• Required task: Reproduce verbatim the part of the data below that opens with the line containing "Return one point per instance of the outdoor" and closes with the line containing "<point>480,126</point>", including both of those lines.

• Task material:

#####

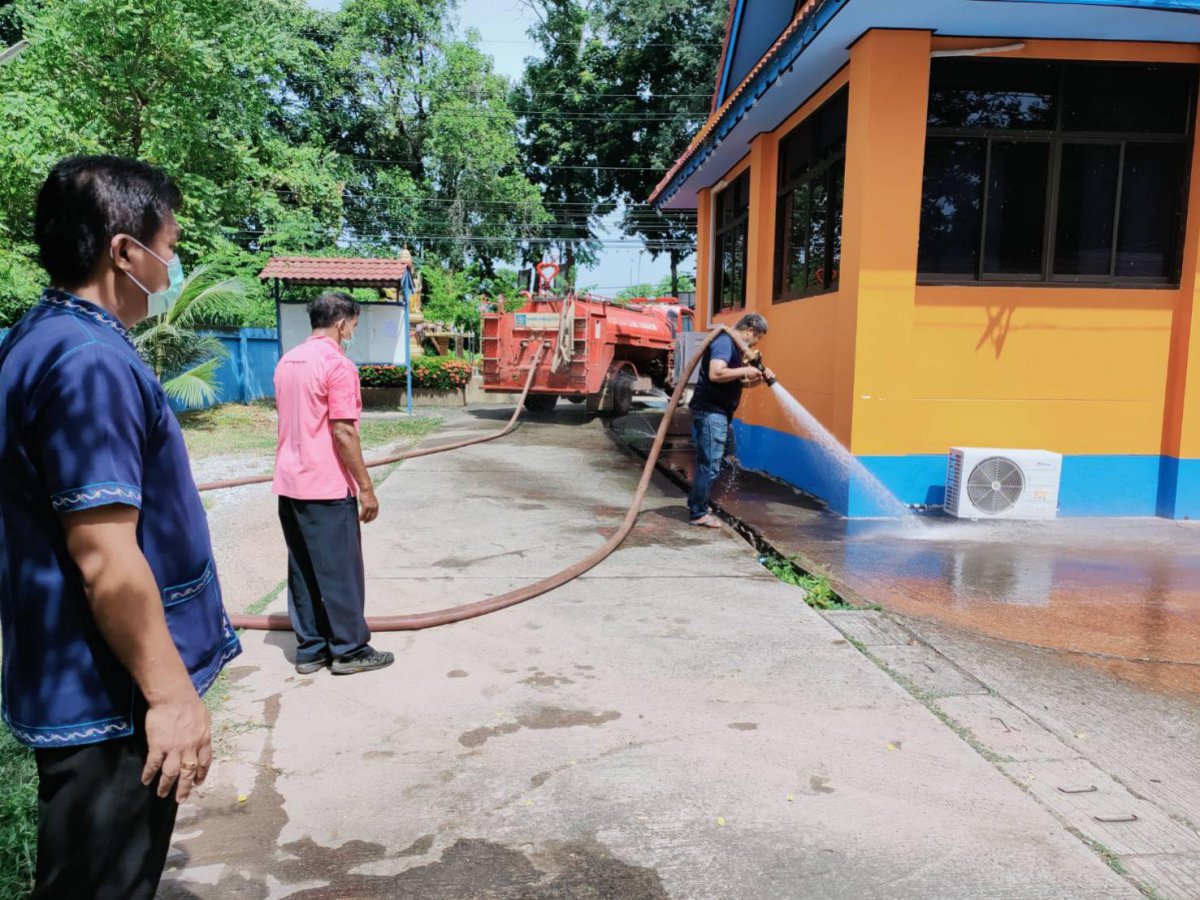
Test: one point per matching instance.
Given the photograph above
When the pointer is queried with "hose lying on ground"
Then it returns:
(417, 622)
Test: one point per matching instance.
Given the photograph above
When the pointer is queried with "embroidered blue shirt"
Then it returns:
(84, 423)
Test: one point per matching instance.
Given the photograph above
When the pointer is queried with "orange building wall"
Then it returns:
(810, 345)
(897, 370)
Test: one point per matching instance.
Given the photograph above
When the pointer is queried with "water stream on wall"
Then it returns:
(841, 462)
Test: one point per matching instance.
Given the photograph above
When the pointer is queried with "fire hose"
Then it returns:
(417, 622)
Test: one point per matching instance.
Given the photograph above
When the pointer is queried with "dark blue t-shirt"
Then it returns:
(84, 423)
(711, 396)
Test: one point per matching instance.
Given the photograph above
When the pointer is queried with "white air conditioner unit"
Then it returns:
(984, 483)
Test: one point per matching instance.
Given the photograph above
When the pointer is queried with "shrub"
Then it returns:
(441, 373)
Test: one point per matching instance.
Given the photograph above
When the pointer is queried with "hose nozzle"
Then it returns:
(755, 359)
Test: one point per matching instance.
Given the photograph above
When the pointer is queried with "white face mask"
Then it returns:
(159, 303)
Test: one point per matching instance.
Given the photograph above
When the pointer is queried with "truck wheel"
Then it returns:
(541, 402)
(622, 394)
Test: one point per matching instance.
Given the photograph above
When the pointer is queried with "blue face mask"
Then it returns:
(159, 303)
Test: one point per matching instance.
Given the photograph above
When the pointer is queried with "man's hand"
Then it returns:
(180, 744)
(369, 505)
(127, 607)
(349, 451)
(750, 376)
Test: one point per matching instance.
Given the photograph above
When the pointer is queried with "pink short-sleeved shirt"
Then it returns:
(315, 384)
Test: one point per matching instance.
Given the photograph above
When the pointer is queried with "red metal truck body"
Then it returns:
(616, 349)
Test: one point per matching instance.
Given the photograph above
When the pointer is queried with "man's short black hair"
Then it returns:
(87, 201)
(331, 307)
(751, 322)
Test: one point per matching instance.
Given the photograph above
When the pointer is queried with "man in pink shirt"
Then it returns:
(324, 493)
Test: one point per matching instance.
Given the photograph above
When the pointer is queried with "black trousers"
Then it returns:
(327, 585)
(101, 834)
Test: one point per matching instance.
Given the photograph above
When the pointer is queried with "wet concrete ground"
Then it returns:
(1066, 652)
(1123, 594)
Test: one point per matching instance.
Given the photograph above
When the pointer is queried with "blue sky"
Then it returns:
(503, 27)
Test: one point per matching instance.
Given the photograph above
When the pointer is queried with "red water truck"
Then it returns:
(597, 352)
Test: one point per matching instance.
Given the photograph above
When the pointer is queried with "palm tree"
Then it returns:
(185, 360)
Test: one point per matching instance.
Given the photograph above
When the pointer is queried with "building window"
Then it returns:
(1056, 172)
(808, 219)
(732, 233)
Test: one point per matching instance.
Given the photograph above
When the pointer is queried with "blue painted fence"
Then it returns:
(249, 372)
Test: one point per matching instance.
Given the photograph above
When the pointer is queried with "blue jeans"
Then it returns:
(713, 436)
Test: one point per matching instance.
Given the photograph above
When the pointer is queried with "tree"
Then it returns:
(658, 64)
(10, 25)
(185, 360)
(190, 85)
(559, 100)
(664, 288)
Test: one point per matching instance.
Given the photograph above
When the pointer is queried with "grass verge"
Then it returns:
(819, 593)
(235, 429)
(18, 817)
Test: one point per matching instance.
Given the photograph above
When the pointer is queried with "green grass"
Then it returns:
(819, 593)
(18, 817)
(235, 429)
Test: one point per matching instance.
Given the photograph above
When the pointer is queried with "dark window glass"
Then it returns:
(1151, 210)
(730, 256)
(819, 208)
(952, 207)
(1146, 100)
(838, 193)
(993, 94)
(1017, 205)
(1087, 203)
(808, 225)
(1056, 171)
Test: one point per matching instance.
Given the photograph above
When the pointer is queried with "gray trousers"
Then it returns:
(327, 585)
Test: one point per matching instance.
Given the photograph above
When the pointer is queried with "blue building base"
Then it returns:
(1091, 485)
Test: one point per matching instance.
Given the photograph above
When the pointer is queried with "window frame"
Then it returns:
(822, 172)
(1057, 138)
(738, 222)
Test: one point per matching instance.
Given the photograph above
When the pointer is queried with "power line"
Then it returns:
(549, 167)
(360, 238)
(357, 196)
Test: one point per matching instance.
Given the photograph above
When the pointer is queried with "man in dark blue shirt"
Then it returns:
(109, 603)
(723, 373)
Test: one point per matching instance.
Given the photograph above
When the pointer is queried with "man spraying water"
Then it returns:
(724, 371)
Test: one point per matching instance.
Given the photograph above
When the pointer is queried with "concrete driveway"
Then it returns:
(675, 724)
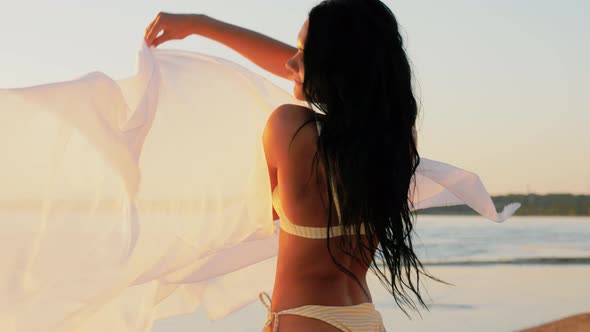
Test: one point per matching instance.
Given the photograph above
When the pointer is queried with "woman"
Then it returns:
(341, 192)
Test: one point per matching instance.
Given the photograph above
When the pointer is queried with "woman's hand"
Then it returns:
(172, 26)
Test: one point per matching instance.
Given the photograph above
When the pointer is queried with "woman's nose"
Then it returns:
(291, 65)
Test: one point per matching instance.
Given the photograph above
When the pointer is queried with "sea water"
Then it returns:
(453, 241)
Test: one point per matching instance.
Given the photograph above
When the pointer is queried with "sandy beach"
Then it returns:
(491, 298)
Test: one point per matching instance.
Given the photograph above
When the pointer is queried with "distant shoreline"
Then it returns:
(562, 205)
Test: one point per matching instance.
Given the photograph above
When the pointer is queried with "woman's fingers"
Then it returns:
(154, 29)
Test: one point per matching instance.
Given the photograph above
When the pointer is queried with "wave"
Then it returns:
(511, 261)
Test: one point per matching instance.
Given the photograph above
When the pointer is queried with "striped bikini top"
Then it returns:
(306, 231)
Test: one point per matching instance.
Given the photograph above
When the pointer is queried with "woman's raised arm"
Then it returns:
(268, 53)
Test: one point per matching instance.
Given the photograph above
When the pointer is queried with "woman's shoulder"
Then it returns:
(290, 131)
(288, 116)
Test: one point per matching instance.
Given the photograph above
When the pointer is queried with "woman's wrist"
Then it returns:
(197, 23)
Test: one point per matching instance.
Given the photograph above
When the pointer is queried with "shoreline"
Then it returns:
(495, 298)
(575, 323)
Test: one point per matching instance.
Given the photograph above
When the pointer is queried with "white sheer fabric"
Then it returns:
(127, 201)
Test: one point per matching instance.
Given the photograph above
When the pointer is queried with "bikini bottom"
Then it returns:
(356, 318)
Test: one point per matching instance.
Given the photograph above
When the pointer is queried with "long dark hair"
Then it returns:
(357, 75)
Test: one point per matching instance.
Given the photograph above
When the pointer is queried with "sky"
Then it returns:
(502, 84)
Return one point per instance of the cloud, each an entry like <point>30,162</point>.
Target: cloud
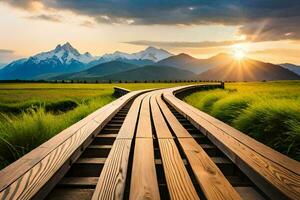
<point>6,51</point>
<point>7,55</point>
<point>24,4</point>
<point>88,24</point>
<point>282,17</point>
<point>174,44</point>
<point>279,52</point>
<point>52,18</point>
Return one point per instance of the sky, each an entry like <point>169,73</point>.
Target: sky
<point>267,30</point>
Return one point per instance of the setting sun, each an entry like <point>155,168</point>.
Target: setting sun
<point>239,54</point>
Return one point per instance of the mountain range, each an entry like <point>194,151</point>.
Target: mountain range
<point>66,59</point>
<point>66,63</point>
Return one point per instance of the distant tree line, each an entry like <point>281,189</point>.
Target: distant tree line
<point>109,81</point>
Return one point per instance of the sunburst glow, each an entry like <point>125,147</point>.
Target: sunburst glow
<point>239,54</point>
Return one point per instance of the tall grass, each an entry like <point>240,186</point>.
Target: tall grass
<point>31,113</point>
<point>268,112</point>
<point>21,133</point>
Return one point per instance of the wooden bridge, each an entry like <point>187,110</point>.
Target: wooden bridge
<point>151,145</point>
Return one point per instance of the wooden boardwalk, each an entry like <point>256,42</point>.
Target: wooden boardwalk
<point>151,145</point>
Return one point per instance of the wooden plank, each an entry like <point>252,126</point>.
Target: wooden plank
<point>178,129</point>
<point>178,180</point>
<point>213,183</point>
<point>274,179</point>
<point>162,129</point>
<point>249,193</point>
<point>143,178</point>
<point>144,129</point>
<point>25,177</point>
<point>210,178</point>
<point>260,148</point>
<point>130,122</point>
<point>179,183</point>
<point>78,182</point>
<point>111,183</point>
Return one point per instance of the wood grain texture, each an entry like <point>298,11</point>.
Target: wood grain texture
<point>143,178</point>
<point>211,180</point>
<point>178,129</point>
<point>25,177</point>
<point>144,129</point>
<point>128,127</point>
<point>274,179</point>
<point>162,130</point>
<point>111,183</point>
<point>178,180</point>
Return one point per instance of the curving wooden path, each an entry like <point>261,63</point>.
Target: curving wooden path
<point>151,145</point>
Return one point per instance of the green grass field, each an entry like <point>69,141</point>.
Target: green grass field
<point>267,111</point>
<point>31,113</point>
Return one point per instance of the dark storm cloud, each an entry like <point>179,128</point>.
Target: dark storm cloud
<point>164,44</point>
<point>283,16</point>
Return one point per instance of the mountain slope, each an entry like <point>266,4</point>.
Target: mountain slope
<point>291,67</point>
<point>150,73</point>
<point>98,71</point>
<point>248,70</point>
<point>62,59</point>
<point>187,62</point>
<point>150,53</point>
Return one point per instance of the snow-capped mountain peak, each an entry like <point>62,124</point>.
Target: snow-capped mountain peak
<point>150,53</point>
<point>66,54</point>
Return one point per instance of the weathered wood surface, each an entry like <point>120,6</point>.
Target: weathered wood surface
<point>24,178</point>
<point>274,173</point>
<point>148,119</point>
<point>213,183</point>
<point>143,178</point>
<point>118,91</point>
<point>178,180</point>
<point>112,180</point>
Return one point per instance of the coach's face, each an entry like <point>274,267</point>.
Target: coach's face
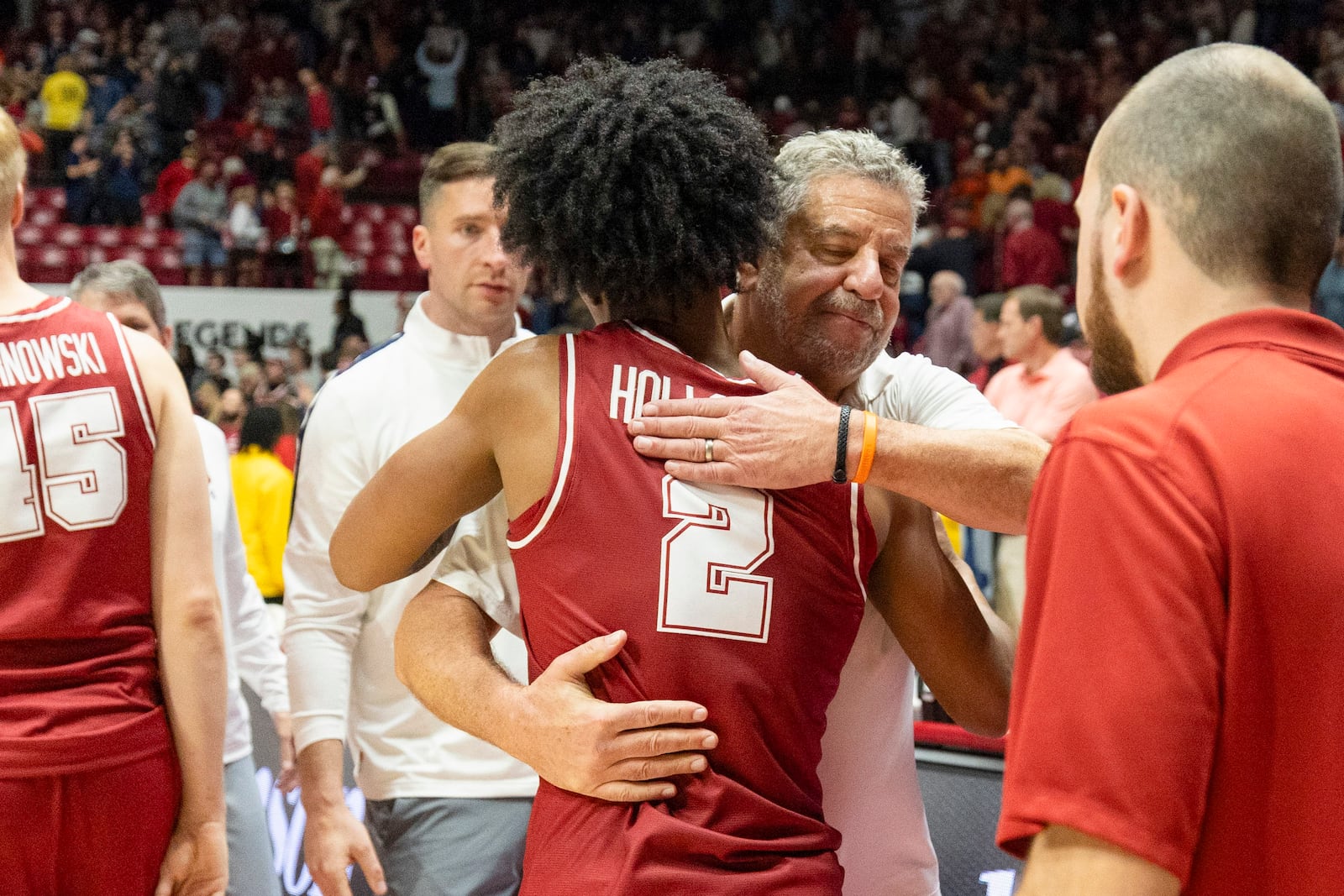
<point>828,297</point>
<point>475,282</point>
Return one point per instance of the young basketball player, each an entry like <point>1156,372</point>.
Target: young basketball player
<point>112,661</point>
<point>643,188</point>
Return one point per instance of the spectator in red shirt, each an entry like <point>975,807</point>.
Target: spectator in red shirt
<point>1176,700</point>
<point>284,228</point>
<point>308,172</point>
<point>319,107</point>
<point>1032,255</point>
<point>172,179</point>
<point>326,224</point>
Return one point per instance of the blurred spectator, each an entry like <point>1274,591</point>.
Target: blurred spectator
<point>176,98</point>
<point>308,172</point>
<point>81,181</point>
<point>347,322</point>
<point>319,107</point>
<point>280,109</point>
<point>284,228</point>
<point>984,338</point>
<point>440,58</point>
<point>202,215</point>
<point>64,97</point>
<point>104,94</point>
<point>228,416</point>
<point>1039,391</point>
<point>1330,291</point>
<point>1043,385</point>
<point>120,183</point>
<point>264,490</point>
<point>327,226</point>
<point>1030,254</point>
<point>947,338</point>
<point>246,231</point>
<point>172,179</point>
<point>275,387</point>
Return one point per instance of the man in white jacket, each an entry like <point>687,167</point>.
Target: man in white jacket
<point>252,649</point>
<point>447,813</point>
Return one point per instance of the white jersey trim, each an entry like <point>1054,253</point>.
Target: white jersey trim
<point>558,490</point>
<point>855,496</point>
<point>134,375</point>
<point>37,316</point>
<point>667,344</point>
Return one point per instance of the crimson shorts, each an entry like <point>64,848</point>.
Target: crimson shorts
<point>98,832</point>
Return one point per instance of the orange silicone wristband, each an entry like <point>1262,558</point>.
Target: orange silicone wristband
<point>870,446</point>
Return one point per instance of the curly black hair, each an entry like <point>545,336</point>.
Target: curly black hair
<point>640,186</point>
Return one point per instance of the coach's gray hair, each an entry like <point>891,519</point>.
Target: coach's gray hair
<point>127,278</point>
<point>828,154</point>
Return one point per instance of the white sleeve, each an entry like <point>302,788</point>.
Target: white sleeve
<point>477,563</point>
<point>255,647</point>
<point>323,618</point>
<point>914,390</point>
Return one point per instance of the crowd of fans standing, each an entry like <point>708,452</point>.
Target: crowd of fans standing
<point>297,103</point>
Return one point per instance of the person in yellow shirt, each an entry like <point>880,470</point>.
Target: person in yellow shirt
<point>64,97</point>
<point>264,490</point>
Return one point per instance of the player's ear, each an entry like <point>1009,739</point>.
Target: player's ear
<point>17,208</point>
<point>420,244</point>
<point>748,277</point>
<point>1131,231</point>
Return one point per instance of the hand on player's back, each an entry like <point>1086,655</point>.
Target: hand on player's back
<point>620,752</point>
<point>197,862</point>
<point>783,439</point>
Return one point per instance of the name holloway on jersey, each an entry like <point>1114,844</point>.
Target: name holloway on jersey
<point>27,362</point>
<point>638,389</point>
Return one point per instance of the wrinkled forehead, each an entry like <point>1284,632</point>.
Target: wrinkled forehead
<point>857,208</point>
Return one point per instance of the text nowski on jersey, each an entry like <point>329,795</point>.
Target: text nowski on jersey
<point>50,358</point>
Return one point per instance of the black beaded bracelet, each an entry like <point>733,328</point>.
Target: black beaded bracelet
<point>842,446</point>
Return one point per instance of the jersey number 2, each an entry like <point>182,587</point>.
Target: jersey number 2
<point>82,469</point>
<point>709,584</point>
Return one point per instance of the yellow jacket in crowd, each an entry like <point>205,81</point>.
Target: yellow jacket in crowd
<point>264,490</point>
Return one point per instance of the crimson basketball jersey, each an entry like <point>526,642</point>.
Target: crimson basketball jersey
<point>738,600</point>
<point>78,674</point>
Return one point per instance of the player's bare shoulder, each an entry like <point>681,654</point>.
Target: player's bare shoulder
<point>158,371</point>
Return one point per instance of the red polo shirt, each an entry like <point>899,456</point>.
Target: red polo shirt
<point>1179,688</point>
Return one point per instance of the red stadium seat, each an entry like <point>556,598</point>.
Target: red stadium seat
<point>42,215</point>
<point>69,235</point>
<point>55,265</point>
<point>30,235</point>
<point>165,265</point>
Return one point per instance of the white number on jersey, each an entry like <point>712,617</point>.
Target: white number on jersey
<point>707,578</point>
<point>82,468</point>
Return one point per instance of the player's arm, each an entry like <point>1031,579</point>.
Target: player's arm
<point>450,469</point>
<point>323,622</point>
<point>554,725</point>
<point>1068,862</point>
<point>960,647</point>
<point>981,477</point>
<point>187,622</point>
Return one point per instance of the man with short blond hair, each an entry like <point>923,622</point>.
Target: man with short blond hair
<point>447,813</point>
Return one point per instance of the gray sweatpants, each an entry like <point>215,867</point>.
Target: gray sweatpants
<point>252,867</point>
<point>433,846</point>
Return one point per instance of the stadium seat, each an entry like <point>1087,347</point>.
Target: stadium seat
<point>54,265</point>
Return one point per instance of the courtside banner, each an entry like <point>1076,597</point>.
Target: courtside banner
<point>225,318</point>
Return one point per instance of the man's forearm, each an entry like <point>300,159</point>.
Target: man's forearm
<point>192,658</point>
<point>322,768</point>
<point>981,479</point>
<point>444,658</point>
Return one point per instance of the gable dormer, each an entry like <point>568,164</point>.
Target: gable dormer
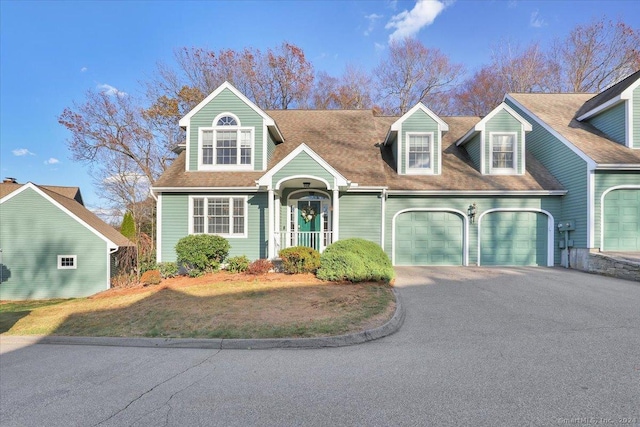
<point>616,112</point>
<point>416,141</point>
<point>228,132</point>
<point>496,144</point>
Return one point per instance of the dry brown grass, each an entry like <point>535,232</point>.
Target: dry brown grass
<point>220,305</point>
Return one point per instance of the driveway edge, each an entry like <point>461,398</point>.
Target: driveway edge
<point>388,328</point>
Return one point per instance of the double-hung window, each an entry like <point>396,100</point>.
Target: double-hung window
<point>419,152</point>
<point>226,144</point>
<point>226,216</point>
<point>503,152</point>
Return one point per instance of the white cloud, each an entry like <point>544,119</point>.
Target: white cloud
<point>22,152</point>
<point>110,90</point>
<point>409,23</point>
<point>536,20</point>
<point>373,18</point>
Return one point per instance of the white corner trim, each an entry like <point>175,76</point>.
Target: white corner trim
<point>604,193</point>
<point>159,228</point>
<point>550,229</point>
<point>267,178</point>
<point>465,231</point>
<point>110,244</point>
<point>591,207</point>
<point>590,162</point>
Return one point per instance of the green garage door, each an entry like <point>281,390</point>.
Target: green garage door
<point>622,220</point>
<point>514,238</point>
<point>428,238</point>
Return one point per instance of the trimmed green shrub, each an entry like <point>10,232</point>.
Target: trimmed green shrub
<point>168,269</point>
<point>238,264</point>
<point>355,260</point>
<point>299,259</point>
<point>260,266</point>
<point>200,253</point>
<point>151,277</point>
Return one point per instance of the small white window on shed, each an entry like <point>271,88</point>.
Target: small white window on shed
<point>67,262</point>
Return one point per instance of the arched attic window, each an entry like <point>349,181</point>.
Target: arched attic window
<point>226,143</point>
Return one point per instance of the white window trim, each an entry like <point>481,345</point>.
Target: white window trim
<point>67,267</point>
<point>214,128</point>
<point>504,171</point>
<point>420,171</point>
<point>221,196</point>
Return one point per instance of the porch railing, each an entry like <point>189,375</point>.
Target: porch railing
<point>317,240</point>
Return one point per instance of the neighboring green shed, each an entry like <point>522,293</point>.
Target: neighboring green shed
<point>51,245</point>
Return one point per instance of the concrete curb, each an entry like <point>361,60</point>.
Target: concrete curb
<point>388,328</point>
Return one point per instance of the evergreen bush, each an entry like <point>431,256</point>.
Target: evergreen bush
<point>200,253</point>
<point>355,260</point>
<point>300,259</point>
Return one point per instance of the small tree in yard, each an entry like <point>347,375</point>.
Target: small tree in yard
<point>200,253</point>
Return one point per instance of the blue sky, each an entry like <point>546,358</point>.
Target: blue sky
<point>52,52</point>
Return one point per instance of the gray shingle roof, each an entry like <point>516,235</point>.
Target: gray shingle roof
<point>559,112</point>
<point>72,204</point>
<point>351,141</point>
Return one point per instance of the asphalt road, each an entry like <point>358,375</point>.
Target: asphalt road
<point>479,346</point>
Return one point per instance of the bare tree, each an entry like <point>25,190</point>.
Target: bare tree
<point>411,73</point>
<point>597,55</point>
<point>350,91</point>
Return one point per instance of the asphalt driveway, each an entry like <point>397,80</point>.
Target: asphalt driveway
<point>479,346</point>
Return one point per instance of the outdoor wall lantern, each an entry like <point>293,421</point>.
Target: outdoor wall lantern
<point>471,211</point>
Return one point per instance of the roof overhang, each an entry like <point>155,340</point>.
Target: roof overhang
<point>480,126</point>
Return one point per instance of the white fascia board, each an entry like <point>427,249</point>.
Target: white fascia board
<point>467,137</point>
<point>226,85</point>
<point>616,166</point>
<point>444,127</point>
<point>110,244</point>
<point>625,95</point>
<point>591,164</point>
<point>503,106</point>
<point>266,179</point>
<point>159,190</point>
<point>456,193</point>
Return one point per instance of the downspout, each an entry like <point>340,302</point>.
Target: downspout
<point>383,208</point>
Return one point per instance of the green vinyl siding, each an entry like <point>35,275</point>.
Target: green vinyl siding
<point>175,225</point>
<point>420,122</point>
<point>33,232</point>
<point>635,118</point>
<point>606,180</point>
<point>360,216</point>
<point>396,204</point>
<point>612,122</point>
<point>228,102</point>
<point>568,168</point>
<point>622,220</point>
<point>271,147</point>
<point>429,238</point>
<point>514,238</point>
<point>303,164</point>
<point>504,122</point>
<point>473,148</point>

#####

• Reply:
Return one point per instance of the outdoor wall lantern, each an entry like <point>293,421</point>.
Target: outdoor wall lantern
<point>471,211</point>
Return one point per instance of the roof overhang, each an entry like <point>155,340</point>.
Target: roof overhang
<point>480,126</point>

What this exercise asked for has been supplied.